Goal: Filter the Records below and copy out every line in which the word "logo" appears.

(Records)
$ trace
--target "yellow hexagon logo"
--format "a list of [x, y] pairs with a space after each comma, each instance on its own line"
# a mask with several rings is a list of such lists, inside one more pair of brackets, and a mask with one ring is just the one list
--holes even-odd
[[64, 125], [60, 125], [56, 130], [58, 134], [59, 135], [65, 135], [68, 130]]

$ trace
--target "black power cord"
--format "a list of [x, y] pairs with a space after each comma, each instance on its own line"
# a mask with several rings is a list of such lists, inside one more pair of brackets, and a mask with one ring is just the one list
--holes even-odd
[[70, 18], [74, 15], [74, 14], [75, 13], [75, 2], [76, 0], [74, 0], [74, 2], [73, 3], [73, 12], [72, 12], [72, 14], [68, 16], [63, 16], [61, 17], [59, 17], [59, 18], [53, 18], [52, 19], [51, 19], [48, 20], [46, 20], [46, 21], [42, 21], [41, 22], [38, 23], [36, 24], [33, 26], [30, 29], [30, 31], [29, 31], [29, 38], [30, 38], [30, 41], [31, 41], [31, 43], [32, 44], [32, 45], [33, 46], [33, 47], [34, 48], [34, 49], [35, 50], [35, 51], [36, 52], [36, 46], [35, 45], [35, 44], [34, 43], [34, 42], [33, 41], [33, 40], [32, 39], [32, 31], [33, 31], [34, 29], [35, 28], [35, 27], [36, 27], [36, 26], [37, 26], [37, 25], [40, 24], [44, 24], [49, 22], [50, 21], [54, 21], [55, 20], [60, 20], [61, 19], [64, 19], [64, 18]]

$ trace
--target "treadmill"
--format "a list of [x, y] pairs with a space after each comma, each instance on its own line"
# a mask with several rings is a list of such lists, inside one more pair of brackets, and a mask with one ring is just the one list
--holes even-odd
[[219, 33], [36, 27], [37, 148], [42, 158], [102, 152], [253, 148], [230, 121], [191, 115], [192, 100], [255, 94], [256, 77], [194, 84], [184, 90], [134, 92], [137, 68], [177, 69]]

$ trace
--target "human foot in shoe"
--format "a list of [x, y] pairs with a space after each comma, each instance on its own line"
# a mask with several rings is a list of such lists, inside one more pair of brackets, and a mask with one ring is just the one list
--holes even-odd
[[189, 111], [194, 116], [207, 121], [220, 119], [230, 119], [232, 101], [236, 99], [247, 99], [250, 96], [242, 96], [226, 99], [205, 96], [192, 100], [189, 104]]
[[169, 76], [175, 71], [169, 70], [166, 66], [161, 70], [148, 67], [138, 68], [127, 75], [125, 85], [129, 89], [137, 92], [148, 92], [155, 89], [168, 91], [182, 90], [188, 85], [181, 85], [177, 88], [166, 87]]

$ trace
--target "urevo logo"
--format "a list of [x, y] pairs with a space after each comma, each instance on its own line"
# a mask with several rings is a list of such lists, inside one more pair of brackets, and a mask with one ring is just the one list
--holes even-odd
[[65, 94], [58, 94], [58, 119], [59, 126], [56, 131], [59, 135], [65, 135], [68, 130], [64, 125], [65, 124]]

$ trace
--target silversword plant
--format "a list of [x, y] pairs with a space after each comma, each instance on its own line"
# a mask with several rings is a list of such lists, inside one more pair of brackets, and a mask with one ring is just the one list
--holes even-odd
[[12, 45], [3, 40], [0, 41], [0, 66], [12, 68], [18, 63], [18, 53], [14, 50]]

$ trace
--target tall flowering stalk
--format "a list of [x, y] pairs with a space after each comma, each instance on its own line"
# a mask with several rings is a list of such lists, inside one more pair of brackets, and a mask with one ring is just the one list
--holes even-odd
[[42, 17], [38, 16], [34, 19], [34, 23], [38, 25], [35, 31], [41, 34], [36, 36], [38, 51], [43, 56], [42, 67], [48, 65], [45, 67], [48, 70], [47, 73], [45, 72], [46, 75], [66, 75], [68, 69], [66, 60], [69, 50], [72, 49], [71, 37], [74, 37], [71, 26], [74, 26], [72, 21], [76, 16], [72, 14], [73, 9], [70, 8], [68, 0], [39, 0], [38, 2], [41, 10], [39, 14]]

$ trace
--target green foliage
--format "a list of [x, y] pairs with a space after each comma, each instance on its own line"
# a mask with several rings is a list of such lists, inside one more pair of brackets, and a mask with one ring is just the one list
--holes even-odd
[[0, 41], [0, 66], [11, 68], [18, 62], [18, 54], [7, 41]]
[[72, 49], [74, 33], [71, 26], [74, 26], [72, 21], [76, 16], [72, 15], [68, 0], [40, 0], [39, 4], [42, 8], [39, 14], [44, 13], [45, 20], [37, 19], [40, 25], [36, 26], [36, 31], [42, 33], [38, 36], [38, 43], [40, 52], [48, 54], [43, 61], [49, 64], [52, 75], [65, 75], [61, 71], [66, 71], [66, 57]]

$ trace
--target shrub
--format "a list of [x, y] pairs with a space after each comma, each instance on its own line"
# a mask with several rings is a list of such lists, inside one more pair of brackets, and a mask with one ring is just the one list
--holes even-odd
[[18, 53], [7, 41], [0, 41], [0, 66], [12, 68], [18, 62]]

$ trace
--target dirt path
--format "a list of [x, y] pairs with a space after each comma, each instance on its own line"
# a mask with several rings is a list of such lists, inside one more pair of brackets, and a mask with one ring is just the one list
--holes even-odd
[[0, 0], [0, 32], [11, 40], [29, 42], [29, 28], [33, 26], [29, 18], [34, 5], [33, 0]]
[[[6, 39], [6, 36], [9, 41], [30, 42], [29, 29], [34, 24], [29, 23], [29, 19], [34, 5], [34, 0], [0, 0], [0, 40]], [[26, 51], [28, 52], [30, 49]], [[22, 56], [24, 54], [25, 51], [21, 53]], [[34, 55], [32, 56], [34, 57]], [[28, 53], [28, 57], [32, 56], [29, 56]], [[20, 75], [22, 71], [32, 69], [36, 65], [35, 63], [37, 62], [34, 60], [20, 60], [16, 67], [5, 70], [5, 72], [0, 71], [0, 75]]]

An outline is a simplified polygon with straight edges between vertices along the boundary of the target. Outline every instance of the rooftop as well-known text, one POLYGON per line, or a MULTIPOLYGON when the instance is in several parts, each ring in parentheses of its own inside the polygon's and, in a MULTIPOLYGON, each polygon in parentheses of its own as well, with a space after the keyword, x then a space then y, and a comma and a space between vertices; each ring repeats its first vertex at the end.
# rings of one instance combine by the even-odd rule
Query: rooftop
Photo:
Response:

Output below:
--target "yellow hexagon logo"
--target "urevo logo"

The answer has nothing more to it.